**SOURCE EXCERPT**
________________

Taliban on the streets of Afghanistan. (File photo)

Ever been to an entertainment park and taken the most thrilling roller-coaster ride? Well, for observers, security analysts, international relations experts, diplomats and the world watching, events in Afghanistan is the ‘mother rollercoaster ride of all’. Nobody would contest the statement ‘change is the only constant’ in the world. This overview will provide a primer to the events in Afghanistan, and some causative factors which will dictate turn of events, including national interests of players involved.

________________

**SUPPLIED DATA**
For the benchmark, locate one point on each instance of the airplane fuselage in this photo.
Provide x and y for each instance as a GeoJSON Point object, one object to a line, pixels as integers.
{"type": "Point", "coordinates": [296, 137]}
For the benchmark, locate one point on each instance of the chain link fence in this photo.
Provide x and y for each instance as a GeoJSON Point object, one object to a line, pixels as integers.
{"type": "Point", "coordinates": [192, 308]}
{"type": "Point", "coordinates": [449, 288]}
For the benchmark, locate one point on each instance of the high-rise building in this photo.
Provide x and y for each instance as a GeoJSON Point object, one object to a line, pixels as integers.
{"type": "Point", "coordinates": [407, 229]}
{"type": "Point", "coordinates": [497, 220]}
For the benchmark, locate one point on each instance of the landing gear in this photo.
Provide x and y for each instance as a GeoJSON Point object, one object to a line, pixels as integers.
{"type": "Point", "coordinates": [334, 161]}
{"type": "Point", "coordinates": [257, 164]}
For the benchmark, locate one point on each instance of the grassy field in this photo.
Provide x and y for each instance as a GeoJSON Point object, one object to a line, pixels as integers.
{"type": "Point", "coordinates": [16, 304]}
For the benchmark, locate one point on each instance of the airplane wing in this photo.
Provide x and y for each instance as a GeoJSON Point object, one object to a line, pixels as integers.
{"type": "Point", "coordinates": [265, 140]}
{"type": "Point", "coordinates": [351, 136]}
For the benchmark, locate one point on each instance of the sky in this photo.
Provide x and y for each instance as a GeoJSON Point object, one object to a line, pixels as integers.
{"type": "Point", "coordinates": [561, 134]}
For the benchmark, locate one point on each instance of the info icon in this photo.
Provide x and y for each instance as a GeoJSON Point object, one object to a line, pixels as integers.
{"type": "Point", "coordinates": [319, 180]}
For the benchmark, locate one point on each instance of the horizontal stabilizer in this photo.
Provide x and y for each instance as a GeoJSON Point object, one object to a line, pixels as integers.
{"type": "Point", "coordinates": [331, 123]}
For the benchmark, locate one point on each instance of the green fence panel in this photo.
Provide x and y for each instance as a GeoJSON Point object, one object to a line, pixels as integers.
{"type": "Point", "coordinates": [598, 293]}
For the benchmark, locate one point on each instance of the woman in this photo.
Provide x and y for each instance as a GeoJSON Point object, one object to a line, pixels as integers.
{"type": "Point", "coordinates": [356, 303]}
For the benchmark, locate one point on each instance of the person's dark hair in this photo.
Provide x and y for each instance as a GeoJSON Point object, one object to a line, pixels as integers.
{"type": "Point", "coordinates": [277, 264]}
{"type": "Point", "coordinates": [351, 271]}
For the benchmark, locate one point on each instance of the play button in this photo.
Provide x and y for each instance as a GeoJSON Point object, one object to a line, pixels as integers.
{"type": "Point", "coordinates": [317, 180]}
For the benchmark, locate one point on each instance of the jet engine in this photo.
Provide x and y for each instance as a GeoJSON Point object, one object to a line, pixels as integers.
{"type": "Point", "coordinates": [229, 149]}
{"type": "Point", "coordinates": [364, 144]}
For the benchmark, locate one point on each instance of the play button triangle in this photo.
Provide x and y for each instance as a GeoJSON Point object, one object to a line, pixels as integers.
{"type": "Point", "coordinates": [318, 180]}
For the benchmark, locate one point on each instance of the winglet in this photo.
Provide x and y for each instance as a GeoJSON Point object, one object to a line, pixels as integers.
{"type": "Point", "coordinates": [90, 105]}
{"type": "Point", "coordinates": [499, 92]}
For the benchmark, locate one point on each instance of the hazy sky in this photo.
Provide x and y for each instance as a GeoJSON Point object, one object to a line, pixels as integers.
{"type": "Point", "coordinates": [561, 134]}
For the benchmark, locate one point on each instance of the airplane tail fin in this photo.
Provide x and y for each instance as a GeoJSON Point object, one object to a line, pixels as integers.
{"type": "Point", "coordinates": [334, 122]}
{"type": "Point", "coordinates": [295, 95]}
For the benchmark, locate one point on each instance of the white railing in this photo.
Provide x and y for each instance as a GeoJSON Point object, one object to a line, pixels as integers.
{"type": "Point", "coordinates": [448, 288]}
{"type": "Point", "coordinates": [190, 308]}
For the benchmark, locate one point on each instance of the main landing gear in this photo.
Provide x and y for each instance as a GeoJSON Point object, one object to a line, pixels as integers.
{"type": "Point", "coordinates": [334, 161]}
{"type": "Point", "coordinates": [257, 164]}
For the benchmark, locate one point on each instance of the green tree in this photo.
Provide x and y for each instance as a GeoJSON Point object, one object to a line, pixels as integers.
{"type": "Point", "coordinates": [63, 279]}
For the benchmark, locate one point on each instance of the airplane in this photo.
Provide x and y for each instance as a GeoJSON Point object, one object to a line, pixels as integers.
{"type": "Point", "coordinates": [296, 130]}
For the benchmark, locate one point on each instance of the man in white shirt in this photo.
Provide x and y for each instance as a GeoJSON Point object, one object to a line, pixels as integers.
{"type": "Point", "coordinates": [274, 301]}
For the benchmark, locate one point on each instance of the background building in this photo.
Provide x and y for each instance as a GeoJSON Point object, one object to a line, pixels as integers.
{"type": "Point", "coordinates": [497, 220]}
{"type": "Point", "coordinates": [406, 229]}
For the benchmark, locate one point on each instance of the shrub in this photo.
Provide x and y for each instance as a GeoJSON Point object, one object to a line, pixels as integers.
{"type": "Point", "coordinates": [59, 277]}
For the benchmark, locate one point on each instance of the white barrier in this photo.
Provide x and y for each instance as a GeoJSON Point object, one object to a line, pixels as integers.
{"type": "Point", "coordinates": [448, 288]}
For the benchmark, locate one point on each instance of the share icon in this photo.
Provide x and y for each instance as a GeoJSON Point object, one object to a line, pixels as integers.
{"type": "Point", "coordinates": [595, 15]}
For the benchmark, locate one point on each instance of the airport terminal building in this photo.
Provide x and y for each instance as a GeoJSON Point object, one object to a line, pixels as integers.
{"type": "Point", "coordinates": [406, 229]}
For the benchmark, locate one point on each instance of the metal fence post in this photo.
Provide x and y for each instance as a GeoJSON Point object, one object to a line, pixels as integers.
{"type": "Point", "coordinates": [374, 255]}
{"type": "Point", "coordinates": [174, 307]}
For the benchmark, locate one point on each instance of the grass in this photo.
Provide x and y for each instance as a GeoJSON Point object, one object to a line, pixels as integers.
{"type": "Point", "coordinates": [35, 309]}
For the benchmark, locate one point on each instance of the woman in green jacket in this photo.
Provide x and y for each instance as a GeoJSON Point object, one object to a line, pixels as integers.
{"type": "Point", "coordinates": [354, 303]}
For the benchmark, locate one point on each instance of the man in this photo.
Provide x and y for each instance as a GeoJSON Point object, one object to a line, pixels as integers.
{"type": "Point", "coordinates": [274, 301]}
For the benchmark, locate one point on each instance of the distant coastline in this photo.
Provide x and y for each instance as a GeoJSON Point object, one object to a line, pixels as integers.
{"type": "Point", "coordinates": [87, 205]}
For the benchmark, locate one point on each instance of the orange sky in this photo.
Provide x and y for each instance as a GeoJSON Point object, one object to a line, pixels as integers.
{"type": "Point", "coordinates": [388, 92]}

________________

**JOB A**
In the excerpt on Afghanistan, what phrase is used to describe the events in Afghanistan for observers and the world watching?
**JOB B**
Write the next part of the overview of events in Afghanistan, picking up after its last sentence.
The records come from a different source than the excerpt on Afghanistan.

**TASK RESPONSE A**
They are called the "mother rollercoaster ride of all."

**TASK RESPONSE B**
Bringing up to Date
The speed and scope of the Taliban’s takeover in Afghanistan has prompted introspection the world over on what went wrong, and how, after billions of dollars spent on a 20-year war effort, it could all end so ignominiously. Few unpleasant truths: Taliban have defeated the United States and its allies. They won because they have more popular support; not because most Afghans love the Taliban, but because people felt that the American occupation was unbearably cruel and corrupt. Within USA, internally and politically, GWOT (Global War On Terrorism) has lost its flavour, and majority want exit from Afghanistan, and other countries where they have a military footprint/intervention. The greatest military power in the world has been defeated by the people of a small, desperately poor failed state. This will have an extremely adverse effect on the image of the USA the ‘superpower’.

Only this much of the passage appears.